-- START OF Records for this task --

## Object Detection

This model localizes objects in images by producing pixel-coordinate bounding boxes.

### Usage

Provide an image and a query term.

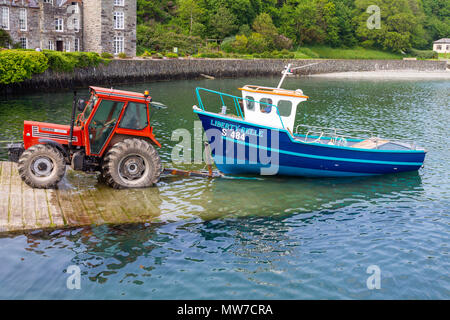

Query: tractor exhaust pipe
[68,91,77,153]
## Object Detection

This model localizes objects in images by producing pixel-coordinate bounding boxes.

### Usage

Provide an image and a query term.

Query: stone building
[0,0,136,56]
[433,38,450,53]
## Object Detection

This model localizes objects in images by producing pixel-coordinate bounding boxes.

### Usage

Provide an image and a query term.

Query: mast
[277,62,320,89]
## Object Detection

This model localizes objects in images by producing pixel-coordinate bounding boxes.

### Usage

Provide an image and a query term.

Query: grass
[296,46,404,60]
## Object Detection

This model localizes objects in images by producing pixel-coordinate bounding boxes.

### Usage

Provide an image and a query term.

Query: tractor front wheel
[101,139,162,189]
[18,144,66,189]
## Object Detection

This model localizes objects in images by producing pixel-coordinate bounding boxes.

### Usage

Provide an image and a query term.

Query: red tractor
[9,87,162,188]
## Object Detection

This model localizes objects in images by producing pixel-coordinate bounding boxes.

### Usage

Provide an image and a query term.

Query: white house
[433,38,450,53]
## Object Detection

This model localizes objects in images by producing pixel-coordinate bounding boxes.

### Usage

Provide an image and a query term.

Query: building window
[0,7,9,30]
[114,12,124,29]
[19,38,28,49]
[114,37,124,54]
[73,18,80,32]
[19,8,27,31]
[55,18,64,32]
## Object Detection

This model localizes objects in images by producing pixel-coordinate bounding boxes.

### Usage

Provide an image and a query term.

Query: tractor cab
[76,87,161,156]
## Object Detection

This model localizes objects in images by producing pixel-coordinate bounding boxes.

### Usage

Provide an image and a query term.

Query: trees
[137,0,450,52]
[354,0,427,52]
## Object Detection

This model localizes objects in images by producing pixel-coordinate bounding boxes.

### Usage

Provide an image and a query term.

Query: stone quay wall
[4,59,447,93]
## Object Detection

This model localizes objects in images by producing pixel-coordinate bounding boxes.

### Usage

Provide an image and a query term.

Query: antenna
[277,62,320,89]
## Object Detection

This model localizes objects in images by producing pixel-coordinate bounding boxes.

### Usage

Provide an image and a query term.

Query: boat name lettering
[211,119,263,138]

-- END OF Records for this task --

- **Your instructions**: Pick out each line of the listing above that contains the word "stone", and copy those lines.

- **Exercise output**:
Query: stone building
Query: stone quay wall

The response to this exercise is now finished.